## Start
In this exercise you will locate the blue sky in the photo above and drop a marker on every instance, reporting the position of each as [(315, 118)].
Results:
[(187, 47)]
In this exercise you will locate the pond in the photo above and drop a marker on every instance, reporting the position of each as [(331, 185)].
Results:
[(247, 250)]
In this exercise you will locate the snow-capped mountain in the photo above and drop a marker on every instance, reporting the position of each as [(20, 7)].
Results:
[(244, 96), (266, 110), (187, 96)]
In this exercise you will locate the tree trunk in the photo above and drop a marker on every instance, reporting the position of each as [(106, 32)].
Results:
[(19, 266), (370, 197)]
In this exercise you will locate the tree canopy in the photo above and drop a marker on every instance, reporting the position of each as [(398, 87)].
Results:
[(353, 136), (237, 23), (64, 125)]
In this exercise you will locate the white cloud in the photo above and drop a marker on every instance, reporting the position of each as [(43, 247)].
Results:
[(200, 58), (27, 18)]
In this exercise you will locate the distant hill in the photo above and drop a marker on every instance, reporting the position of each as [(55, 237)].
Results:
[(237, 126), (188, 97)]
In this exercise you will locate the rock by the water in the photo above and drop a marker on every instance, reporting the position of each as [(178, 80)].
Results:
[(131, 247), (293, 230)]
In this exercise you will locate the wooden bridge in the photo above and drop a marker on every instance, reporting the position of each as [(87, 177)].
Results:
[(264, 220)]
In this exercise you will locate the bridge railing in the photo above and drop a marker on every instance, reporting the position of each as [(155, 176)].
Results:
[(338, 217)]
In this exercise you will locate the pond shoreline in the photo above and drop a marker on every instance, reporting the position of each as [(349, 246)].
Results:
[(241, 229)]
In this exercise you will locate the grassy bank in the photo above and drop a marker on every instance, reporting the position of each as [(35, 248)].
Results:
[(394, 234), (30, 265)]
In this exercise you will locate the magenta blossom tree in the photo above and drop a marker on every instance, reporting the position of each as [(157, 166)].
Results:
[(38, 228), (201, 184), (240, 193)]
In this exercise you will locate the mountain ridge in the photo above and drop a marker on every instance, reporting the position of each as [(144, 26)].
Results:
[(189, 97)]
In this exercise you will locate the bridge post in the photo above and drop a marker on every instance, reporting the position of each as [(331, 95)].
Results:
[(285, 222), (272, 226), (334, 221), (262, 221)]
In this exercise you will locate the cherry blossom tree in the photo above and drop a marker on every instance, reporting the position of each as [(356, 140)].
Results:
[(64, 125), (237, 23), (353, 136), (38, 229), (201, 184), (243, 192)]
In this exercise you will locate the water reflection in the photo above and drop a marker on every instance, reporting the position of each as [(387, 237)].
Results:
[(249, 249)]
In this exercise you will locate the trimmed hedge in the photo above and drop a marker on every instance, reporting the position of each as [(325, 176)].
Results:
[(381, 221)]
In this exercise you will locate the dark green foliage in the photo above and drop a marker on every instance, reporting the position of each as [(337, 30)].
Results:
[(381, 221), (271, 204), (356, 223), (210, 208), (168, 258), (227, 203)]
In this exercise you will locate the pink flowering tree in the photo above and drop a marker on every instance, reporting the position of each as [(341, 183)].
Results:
## End
Exercise brief
Copy out, word for word, the lines that open with the one containing "In this exercise you will locate the magenta" and close with the one containing "[(249, 249)]", both included.

Task result
In this exercise you will locate the magenta blossom tree in the photo above and drop a marker on every instance, reporting the position of each as [(157, 166)].
Results:
[(38, 228), (201, 184), (240, 193)]
In this exercise you will locate the mountain ridge in the photo above and drop a marker on every instance, reporting the position of each as [(144, 26)].
Results:
[(189, 97)]
In this exercise you will locate the bridge post in the photo above and drop a marker on every instance, reporting the position of each as [(331, 95)].
Results:
[(285, 222), (272, 226), (334, 221), (262, 221)]
In this exercise you will locate the cherry blossom tree in the photo above and drop a marker on every instance, reporting the position of each as [(356, 140)].
Results:
[(64, 125), (237, 23), (353, 136), (38, 229), (201, 184), (243, 192)]
In this exercise you will locate the water reflection in the photo above and drop a marker on every instance, reporting the position of each as [(387, 237)].
Results:
[(249, 249)]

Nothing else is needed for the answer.